How Platform Teams Get Shit Done

written in collaboration, migrations, platform

Pete Hodgson explored the different ways in which a Platform team works with other teams to get shit done in this article. I thought it was interesting to see how collaboration changes based on the type of work, so I put together this visual summary to compare and contrast each type of interaction.

Click image to enlarge

I added a few things here and there, but most of the stuff is taken from the original article, so if you care about this topic I recommend you check it out!

I found particularly interesting the realization that migrations are hard because the team that owns the code that needs changing is not the one driving the migration. This creates a situation of misaligned incentives and makes it a socio-technical problem. The article describes the different ways the teams can collaborate to get it done, but it’s also important to understand the tools a platform team has to remove this friction in the first place, things like sidecars, meshes and service chasis.

I also included a section on how Google does Large-Scale Changes (LSC). They created a tool that allows anybody to submit Large-Scale Changes that are applied across the whole codebase. They advocate for the approach of centralizing the migration, to the point where most changes are reviewed by a single expert, and local teams hold no veto power over the LSC. They rely on code analysis and transformation tools to write the LSC and have a test infrastructure to automatically run all tests that a given change might affect in an efficient manner. To read more about their approach refer to Software Engineering at Google Chapter 14.

····················

**Task A**:
Answer each question using the post on platform teams:
(i) Who wrote the article that the visual summary draws on?
(ii) Which team, according to the post, is not the one driving a migration?
(iii) At Google, how many people review most Large-Scale Changes?
**Task B**: List the topic tags that the post on platform teams is filed under.
The material that comes next is separate from the post on platform teams.

····················

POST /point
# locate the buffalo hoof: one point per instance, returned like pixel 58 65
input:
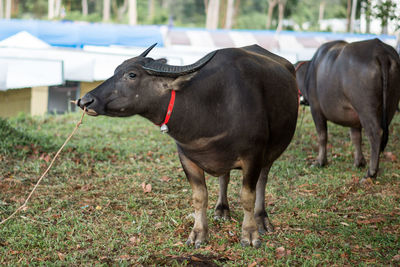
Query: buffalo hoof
pixel 222 214
pixel 250 238
pixel 319 164
pixel 263 224
pixel 196 238
pixel 367 181
pixel 360 163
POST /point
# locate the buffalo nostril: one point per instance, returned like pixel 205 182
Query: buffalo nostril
pixel 85 101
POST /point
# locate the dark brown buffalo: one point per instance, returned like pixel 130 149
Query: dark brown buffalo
pixel 235 108
pixel 355 85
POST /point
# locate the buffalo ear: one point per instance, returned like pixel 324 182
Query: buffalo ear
pixel 180 82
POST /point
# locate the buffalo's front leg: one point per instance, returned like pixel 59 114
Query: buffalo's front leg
pixel 195 175
pixel 260 213
pixel 355 134
pixel 250 234
pixel 222 207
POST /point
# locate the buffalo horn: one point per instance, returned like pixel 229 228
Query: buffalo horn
pixel 144 54
pixel 160 69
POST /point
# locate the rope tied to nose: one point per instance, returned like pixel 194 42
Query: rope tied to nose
pixel 48 168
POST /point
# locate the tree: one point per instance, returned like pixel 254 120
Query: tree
pixel 150 14
pixel 85 8
pixel 281 10
pixel 212 15
pixel 271 6
pixel 385 10
pixel 1 9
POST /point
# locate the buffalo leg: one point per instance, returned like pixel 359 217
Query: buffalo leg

····················

**Task output A**:
(i) Pete Hodgson
(ii) The team that owns the code that needs changing
(iii) A single expert

**Task output B**: collaboration, migrations, platform